**ACTIONS TO TAKE:**
[a] According to the Macaluse biography, which education trade union did he found in 1986?
[b] Write the next part of the Macaluse biography, picking up after its last sentence.

**SOURCE DOCUMENT:**
○ ○ ○ ○ ○
Eduardo Gabriel Macaluse (born 17 March 1959) is an Argentine politician and teacher. He is a member of the Argentine Chamber of Deputies and leads the Solidarity and Equality party (SI), a grouping of dissidents from the Support for an Egalitarian Republic party (ARI), which is (since 2009) part of the political party 'Proyecto Sur'.

A teacher of Spanish and literature, in 1986 Macaluse founded the education trade union SUTEBA and served as its Secretary General until 1999. He was active in various education campaigns and international education organisations and in 1998 participated in the formation of the Argentine Workers' Center, a new national trade union center set up as an alternative to the Peronist-dominated General Confederation of Labour.

Macaluse was a member of the Frente Grande from its foundation in 1993, as a left-wing alliance opposed to the neo-liberal policies of President Carlos Menem. In 1999 he was elected as a National Deputy for Buenos Aires Province from the Frente's broader front, Frepaso, as part of the Alliance for Work, Justice and Education which took the Presidency with Fernando de la Rúa.

In April 2001, Macaluse was one of a group of Frepaso deputies who pulled out of the Alliance block in Congress, criticising the government of President De la Rúa and particularly the appointment of Domingo Cavallo as Economy Minister. In June 2001, Macaluse and three of his colleagues joined the new ARI congressional block (then 'Argentines for a Republic of Equals') led by Elisa Carrió, which was attracting centre-left dissidents from the ruling coalition and other parties. In 2002, ARI became a formal party, as 'Support for an Egalitarian Republic]'. He became the leader of the ARI block in the lower house of Congress.
○ ○ ○ ○ ○
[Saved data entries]
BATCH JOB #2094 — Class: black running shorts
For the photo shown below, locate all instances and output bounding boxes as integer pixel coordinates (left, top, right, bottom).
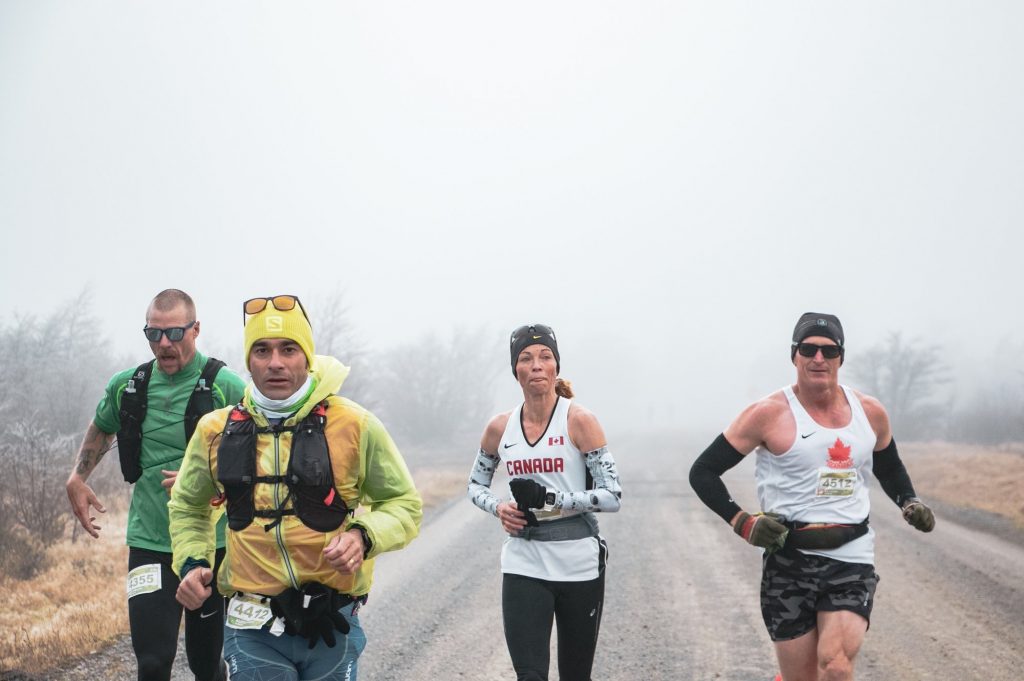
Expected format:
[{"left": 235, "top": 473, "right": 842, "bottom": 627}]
[{"left": 761, "top": 550, "right": 879, "bottom": 641}]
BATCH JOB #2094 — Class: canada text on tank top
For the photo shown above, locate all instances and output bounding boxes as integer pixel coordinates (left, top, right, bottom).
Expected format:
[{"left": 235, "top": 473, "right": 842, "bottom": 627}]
[
  {"left": 498, "top": 397, "right": 587, "bottom": 520},
  {"left": 756, "top": 386, "right": 877, "bottom": 562}
]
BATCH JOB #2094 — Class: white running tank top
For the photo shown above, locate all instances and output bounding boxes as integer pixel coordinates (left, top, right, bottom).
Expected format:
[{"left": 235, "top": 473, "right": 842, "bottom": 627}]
[
  {"left": 755, "top": 385, "right": 878, "bottom": 564},
  {"left": 498, "top": 397, "right": 604, "bottom": 582}
]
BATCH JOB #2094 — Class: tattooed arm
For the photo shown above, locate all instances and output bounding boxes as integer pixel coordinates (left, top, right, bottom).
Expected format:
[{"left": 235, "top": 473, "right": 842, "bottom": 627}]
[{"left": 65, "top": 421, "right": 114, "bottom": 538}]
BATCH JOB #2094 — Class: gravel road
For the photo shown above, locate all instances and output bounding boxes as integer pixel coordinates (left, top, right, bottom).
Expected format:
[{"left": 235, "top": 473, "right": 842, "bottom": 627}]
[{"left": 39, "top": 437, "right": 1024, "bottom": 681}]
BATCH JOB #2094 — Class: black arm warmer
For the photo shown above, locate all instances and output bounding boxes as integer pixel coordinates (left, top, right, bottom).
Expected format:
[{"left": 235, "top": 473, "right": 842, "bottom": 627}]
[
  {"left": 690, "top": 433, "right": 743, "bottom": 522},
  {"left": 872, "top": 439, "right": 918, "bottom": 508}
]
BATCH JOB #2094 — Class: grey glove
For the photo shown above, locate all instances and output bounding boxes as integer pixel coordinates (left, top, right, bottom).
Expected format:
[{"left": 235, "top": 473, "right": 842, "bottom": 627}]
○ ○ ○ ○ ○
**RESULTS OF THE TASKS:**
[a] SUTEBA

[b]
While ARI has grown in support in recent years, it has itself faced splits and resignations. Ahead of the 2007 President elections, Carrió formed the Civic Coalition, to bring together other centre-left and centrist opponents to the Presidency of Néstor Kirchner as well as religious and social groups. The Coalition was Carrió's vehicle to stand for the presidency, in which she came second behind eventual winner Cristina Fernández de Kirchner. However, some on the left of ARI, including Macaluse, were angered by Carrió reaching out to centre-right figures such as Patricia Bullrich and María Eugenia Estenssoro. Directly after the 2007 elections, he led a group of other national legislators in forming a separate block called the Autonomous ARI in Congress. In May 2008, the block announced that they were forming a new party, Solidarity and Equality (Solidaridad e Igualdad - SI). Others who left ARI were Carlos Raimundi, Leonardo Gorbacz, Delia Bisutti, Nelida Belous, Verónica Venas, Emilio García Méndez, Lidia Naim and María América González. Several of the legislators that created the new party had won their seats in the 2007 election as part of the Civic Coalition, which they later opposed.